Reproduce, without alteration, the lines of the listing below, starting at the line containing "the red atv" and ending at the line containing "Target: red atv quad bike", both included.

··· DATASET ENTRIES ···

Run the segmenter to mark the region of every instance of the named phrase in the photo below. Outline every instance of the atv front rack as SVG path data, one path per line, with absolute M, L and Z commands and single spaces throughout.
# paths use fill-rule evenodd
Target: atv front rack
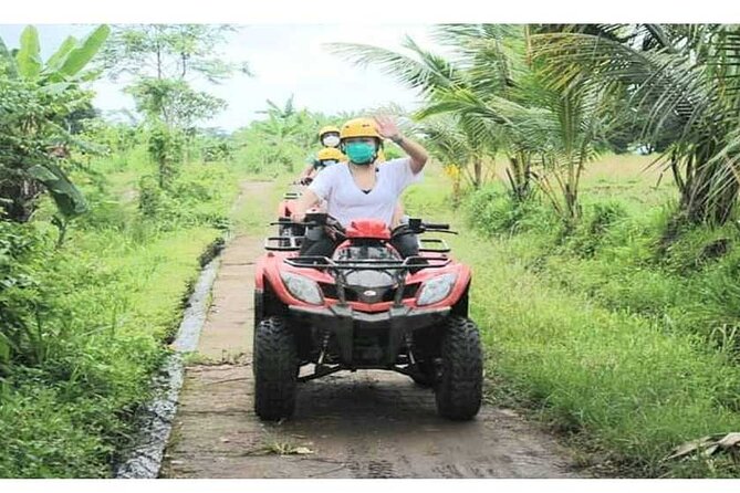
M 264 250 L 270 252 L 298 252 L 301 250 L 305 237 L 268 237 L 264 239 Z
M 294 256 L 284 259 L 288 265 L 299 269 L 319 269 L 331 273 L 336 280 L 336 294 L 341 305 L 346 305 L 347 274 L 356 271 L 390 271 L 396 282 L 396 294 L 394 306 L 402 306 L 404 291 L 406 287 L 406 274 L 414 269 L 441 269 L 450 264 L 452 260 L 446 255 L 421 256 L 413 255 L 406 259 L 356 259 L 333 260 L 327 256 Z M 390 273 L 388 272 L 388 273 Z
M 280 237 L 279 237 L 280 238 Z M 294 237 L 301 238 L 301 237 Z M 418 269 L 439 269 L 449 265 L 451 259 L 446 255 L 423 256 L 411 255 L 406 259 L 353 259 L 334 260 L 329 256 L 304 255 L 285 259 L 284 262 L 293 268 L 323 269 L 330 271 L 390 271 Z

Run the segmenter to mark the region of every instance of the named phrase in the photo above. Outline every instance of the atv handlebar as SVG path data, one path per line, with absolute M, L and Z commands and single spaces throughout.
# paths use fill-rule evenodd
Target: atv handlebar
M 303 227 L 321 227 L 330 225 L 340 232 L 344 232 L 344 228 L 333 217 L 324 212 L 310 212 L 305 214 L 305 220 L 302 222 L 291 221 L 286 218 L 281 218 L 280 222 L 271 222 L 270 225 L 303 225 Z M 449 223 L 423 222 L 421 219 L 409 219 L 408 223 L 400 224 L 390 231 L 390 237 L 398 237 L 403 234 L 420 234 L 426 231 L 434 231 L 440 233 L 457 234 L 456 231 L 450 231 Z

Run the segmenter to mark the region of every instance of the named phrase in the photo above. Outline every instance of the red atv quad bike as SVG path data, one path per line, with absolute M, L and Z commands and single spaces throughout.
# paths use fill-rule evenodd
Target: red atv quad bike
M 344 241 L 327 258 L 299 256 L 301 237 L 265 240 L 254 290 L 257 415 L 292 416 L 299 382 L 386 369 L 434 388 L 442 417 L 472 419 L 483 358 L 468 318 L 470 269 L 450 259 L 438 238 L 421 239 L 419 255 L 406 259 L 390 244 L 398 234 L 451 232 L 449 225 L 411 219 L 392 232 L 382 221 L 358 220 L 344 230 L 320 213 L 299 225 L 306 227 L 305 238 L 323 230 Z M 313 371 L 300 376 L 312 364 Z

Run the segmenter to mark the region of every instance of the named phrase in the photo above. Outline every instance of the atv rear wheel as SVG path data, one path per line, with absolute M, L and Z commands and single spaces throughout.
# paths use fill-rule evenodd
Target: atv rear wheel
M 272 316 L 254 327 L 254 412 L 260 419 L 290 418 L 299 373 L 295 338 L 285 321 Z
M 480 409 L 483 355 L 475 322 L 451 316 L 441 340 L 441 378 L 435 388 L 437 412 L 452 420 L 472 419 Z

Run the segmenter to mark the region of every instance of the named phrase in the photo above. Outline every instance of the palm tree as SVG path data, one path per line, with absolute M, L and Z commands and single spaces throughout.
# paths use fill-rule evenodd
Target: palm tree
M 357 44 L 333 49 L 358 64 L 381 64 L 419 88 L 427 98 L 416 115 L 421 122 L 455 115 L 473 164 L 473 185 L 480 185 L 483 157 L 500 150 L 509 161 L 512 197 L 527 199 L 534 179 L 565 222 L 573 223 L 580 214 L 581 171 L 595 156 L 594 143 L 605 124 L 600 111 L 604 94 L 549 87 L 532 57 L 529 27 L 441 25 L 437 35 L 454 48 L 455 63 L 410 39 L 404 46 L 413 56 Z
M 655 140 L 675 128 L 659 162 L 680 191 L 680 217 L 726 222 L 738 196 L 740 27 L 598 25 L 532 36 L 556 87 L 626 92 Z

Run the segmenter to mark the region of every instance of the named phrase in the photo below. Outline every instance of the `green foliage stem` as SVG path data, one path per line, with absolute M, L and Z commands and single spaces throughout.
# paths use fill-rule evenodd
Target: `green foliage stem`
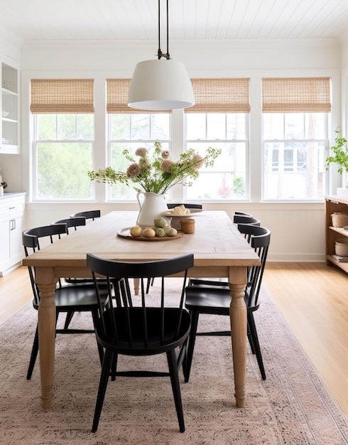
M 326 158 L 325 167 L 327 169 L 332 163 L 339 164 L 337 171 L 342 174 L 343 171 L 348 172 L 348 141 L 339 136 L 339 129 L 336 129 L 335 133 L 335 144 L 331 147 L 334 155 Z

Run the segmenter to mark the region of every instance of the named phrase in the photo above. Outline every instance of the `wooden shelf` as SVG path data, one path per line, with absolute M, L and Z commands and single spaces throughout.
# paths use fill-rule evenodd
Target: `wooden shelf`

···

(RESULT)
Run the segmenter to mark the region of every instance of the named phrase in the photo above. Outline every instance of the red atv quad bike as SVG path data, one path per line, with absolute M, L and Z commands and single spaces throughout.
# paths use fill-rule evenodd
Target: red atv quad bike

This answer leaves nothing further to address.